## Directions for this task
Give back the full set of entries exactly, keeping each line intact.

╔══

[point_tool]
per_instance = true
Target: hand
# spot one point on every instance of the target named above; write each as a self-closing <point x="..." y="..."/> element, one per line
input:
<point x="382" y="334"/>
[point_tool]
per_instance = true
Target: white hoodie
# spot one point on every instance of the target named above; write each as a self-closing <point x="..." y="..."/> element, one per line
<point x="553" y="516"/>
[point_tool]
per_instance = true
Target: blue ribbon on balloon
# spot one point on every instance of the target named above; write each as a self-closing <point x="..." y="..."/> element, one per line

╚══

## Finished exercise
[point_tool]
per_instance = true
Target: hand
# spot one point on every instance of the target named above; write each as a self-closing <point x="..." y="..."/> element, one per line
input:
<point x="382" y="334"/>
[point_tool]
per_instance = true
Target: white hoodie
# spot one point on every instance of the target named above; write each as a self-closing <point x="..." y="..."/> element, one per line
<point x="553" y="516"/>
[point_tool]
per_instance = true
Target: blue ribbon on balloon
# spot one point on every instance of the target named above; write each as a self-closing <point x="..." y="..."/> element, one per line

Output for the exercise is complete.